● **TASK PROMPT**:
Can you quote the Walkaway review word for word from "It wasn’t until" to "it with gusto."?

━━ PAGE ━━

Alexander Wallace sides with the outcasts...

It wasn’t until about halfway through reading Walkaway by Cory Doctorow did I see the sheer brilliance of the cover art. It’s of a woman walking away from a house in flames, a course of action which is completely rational. Who wouldn’t try to save their own life when their surroundings are ablaze? I then thought of the common metaphor to describe living in our own twenty-first century, which falls so short of the optimistic visions of the future that the writers of the twentieth century dreamed up: the dumpster fire. That image conjures something that was already terrible and now in the process of destroying itself. The woman on the cover art seems to be doing so not in urgency or in fear, but rather in a self-assured confidence, not unlike an action hero from an explosion in a Michael Bay film. She’s not merely leaving; she’s doing it with gusto.

The book itself concerns the efforts of a group of outcasts from ‘default’ society as they try to perpetuate their communal subculture in the face of industrial states that despise their very existence, as the persistence of an alternative merely highlights their own flaws. For most of Walkaway, that industrial state is Cory Doctorow’s native Canada; the book is largely set in Toronto or rural parts of Ontario. Rest assured, within its pages America is faring no better in the bits set there, and things don’t look much happier in the rest of the world.

━━━
━━ RECORDED INFORMATION ━━

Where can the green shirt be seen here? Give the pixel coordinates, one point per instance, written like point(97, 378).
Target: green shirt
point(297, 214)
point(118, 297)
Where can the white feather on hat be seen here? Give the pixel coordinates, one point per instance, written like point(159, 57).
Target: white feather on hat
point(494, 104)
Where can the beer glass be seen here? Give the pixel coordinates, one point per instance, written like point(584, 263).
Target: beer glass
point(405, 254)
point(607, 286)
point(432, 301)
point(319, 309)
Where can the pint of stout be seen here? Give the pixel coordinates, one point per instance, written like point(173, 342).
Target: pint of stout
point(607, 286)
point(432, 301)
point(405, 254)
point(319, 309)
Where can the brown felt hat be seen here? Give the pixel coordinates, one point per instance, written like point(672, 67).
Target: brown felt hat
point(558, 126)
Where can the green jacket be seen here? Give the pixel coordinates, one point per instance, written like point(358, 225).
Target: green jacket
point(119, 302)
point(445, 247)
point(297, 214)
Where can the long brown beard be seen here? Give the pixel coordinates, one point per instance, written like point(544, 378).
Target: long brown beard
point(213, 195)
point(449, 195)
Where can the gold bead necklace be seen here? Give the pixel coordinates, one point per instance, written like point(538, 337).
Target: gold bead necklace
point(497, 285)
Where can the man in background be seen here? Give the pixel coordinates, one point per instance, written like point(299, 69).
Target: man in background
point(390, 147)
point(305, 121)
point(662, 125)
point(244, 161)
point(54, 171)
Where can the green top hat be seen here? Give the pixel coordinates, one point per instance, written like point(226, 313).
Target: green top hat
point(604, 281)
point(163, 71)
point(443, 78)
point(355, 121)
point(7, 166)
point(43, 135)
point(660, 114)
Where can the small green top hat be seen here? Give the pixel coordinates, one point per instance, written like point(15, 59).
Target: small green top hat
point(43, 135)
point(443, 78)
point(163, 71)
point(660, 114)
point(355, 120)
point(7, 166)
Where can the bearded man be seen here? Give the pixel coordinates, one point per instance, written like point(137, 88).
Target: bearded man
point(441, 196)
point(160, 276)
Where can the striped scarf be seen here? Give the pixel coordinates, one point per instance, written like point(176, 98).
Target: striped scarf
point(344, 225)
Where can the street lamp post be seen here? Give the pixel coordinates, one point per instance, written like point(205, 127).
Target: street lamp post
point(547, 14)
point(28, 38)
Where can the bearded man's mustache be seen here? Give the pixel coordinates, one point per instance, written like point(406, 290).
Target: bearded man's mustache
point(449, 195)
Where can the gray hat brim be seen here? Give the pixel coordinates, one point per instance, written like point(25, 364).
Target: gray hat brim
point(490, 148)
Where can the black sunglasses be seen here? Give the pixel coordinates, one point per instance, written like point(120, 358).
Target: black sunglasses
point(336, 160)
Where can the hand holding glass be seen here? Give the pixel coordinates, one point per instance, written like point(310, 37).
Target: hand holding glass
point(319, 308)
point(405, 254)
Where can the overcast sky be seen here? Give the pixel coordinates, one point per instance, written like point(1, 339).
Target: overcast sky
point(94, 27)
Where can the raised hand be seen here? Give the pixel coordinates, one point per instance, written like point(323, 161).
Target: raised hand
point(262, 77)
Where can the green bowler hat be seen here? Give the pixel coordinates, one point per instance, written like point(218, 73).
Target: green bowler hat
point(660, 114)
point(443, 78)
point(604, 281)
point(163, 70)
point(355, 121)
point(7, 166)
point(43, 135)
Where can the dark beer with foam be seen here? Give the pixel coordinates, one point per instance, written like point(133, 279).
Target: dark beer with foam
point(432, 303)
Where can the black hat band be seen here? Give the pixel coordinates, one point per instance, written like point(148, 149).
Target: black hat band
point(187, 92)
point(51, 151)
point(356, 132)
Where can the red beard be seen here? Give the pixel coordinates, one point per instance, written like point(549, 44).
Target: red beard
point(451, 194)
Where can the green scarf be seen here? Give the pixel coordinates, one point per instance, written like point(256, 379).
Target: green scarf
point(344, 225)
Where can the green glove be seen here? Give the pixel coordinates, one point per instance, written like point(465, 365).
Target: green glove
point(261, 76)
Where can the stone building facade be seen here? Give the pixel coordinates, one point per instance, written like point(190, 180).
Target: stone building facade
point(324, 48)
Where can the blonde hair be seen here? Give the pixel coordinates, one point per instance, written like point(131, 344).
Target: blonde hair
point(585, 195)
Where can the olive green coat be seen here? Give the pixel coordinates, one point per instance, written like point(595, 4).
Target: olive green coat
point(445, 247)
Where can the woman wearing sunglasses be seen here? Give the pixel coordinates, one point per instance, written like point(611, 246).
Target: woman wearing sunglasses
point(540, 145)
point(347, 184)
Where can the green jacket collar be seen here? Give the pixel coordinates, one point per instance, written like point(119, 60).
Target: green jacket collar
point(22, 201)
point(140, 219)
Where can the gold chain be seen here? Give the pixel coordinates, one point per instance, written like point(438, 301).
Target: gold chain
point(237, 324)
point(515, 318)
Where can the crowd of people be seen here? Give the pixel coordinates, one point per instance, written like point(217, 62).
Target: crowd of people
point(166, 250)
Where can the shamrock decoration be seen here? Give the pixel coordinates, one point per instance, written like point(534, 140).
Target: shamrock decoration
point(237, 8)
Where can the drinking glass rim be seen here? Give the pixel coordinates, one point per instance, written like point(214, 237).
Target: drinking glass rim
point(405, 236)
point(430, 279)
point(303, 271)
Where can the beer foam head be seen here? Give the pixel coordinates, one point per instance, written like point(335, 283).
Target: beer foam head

━━━

● **SOLUTION**:
It wasn’t until about halfway through reading Walkaway by Cory Doctorow did I see the sheer brilliance of the cover art. It’s of a woman walking away from a house in flames, a course of action which is completely rational. Who wouldn’t try to save their own life when their surroundings are ablaze? I then thought of the common metaphor to describe living in our own twenty-first century, which falls so short of the optimistic visions of the future that the writers of the twentieth century dreamed up: the dumpster fire. That image conjures something that was already terrible and now in the process of destroying itself. The woman on the cover art seems to be doing so not in urgency or in fear, but rather in a self-assured confidence, not unlike an action hero from an explosion in a Michael Bay film. She’s not merely leaving; she’s doing it with gusto.